MATERIAL FOR THIS TASK
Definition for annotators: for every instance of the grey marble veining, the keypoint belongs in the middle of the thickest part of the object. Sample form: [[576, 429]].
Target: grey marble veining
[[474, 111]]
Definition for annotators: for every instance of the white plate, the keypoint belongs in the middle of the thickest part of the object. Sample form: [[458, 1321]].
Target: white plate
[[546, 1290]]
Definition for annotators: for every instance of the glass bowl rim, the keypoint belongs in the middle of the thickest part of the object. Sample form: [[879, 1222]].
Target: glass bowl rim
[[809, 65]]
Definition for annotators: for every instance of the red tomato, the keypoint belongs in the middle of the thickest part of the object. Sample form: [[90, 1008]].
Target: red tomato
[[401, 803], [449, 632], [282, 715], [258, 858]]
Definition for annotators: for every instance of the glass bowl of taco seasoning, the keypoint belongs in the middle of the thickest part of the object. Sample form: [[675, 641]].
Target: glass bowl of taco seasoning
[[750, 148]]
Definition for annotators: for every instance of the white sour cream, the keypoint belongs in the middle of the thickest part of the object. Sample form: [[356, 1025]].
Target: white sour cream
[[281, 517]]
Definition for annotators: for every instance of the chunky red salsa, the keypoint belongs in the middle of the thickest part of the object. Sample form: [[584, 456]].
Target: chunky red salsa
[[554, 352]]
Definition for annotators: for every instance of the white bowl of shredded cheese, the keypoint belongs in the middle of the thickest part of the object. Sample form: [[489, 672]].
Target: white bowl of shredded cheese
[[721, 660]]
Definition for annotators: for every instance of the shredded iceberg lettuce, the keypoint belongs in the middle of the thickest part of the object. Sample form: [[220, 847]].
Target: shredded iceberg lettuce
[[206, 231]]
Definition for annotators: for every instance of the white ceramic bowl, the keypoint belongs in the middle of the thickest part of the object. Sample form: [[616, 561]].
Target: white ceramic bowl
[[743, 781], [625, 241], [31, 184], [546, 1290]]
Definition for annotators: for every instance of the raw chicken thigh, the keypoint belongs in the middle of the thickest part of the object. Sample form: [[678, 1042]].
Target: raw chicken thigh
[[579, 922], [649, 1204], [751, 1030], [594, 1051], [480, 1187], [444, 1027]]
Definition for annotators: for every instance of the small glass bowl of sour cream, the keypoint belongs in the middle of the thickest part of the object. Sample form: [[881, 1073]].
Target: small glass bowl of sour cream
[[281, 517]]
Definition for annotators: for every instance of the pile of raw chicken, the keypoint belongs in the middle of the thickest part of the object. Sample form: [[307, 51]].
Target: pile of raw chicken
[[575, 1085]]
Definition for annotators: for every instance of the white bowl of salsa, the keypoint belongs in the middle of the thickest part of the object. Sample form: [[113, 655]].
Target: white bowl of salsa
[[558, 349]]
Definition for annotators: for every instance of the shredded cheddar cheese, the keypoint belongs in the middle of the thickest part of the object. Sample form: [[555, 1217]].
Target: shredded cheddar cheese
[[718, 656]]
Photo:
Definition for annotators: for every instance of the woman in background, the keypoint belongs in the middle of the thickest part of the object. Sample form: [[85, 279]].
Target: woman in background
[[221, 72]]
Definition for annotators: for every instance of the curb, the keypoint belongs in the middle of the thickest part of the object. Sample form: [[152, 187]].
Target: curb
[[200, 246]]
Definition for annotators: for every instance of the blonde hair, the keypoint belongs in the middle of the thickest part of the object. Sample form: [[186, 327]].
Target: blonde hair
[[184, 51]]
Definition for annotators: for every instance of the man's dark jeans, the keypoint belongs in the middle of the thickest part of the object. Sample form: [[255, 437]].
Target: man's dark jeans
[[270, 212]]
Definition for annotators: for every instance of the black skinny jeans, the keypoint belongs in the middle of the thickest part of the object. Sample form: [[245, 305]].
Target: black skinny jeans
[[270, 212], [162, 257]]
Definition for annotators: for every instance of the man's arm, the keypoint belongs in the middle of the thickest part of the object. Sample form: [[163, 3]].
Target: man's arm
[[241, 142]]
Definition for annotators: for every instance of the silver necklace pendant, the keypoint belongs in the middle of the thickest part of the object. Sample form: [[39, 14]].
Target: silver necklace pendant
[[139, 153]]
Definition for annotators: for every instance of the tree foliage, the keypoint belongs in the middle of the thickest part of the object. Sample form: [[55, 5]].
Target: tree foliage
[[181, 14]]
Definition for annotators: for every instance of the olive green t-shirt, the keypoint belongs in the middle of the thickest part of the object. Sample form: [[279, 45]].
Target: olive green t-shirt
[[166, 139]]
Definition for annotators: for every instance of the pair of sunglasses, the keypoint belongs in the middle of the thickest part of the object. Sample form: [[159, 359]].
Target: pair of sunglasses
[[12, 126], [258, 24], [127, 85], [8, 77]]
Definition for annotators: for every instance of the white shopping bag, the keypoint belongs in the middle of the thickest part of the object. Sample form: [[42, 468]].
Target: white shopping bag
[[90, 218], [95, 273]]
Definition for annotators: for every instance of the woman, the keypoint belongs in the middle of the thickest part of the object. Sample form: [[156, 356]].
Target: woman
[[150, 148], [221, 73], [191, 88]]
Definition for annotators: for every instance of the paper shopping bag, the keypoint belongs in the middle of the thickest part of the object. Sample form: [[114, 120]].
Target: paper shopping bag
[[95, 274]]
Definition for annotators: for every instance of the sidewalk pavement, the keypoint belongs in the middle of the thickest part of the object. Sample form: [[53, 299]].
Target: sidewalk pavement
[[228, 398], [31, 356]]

GOAL
Change every occurrence of "thickest part" in the records above to "widest part", keeping all other text as is, and give the records again.

COMPLETED EXERCISE
Definition for annotators: for every instance of the grey marble veining, the keypoint belongs in the middle of the widest part of the object. Sample form: [[576, 429]].
Target: grey marble veining
[[474, 111]]
Definition for annotators: for every instance of the white plate, the keypoint belongs in the middle of the widest part of the object. Sample form: [[458, 1321]].
Target: white plate
[[546, 1290]]
Definition for annotators: for every instance of the glass bowl rim, the keypoint belongs in the middle of the widest part of the object. Sample form: [[879, 1222]].
Target: glass bowl rim
[[809, 65]]
Definition for annotators: for every instance of the red tomato, the keypoint belongs in the middle of the widest part of the object. Sample form: [[90, 1008]].
Target: red tomato
[[401, 803], [449, 632], [282, 715], [258, 858]]
Definition for annotators: for every instance of the glass bowl of taco seasoning, the keypoint belongs in the middle of the widest part of the object. Sample form: [[675, 641]].
Target: glass bowl of taco seasoning
[[750, 148]]
Definition for annotators: for every instance of the white sour cream, the keypoint belongs in the middle of the widest part of the object. Sample form: [[356, 1025]].
Target: white sour cream
[[281, 517]]
Definition for annotators: for every instance of the chunky red salsa, the keypoint belongs in the middle of the widest part of the object. Sample form: [[584, 456]].
Target: chunky red salsa
[[554, 352]]
Definition for annotators: for every instance of the white bowl of shredded cheese, the keypoint belongs in the middle of the widest part of the object. Sample form: [[489, 672]].
Target: white bowl of shredded cheese
[[721, 660]]
Definition for annotators: for every instance of the shredded iceberg lettuce, the keypoint belongs in the middle of the widest part of the object. Sample form: [[220, 847]].
Target: shredded iceberg lettuce
[[206, 231]]
Definition for annotators: for every instance of the white ceramic bowl, the keypoint belongs in the middle of the widest part of the object. Sample form: [[616, 561]].
Target: white ceramic bowl
[[743, 781], [625, 241], [31, 184], [546, 1290]]
Definition for annotators: for every instance of the raw chicken thigh, the keypoint belongs in the middle of the widest part of the object. Sample form: [[678, 1042]].
Target: raw chicken thigh
[[579, 922], [649, 1204], [751, 1030], [594, 1051], [480, 1187], [444, 1027]]
Definition for annotators: for every instance of the small glass bowl of sour cream, the keypoint belongs in the middle of the widest part of the object. Sample form: [[881, 1073]].
Target: small glass bowl of sour cream
[[281, 517]]
Definition for annotators: for every instance of the pile of raw chicken, the keypoint belongs in the middle of the widest part of the object. Sample form: [[307, 51]].
Target: pile of raw chicken
[[575, 1085]]
Definition for annotators: for every instance of the white bowl of salsa, the keypoint belongs in the middle of the widest part of the object. Sample form: [[113, 655]].
Target: white bowl of salsa
[[558, 349]]
Definition for annotators: for every instance of the shredded cheddar cheese, the keypoint belongs in the middle of the widest part of the object. Sample form: [[555, 1217]].
Target: shredded cheddar cheese
[[718, 656]]
Photo:
Definition for annotators: for every instance of the woman in background, the keypoint belongs in the middle of the widest part of the object. Sample form: [[85, 279]].
Target: woman in background
[[221, 72]]
Definition for annotators: for every instance of the curb, the keypoint belongs in the middle of the widest part of the object. Sample form: [[152, 187]].
Target: curb
[[200, 246]]
Definition for annotators: for every instance of the blonde hair, the keypoint belongs in the middle of the widest part of the object. Sample form: [[186, 327]].
Target: blonde hair
[[184, 51]]
Definition for annotators: for every instance of the man's dark jeans, the keypoint belongs in the middle of the widest part of the object. Sample form: [[255, 437]].
Target: man's dark jeans
[[270, 212]]
Definition for annotators: for every instance of the black skinny jeans, the keypoint belongs in the middle of the widest part of the object. Sample form: [[245, 305]].
Target: black skinny jeans
[[270, 212], [162, 257]]
Definition for annotators: for every instance of the man's arm, the keypoint belongs in the middle of the widest part of the object. Sample form: [[163, 3]].
Target: man's arm
[[241, 142]]
Definition for annotators: for every instance of the silver necklace pendant, the keypoint belongs in the middle of the widest part of the object. Sample form: [[39, 14]].
Target: silver necklace pendant
[[139, 153]]
Definition for annotators: for every instance of the tree foliage, the keypoint belongs in the middle of the widest part of the object. Sample form: [[55, 5]].
Target: tree foliage
[[181, 14]]
Definition for annotators: for every instance of the olive green t-shirt, the keypoint belongs in the middle of the widest part of the object. Sample form: [[279, 45]].
Target: olive green t-shirt
[[166, 139]]
Definition for annotators: for every instance of the pair of sunglasses, the keypoint belongs in the middle of the widest part of the object. Sample form: [[159, 359]].
Target: pair of sunglasses
[[12, 126], [258, 24], [127, 85], [8, 77]]
Definition for annotators: for every instance of the white shopping bag, the keypoint belongs in the middle of the widest part of the object. Sample form: [[42, 468]].
Target: white shopping bag
[[90, 218], [95, 273]]
Definition for annotators: for every instance of the woman, the keypoint belongs in the middle of the widest part of the object. Sample form: [[156, 356]].
Target: woman
[[150, 148], [221, 73], [191, 88]]
Definition for annotators: for every instance of the paper shopping bag, the keypoint belongs in the middle of the widest part of the object. Sample form: [[114, 120]].
Target: paper shopping bag
[[95, 274]]
Definition for annotators: for every instance of the sidewalk pavement, the keypoint belongs in the middle of the widest part of the object. Sample form: [[53, 299]].
Target: sidewalk pavement
[[228, 398], [31, 356]]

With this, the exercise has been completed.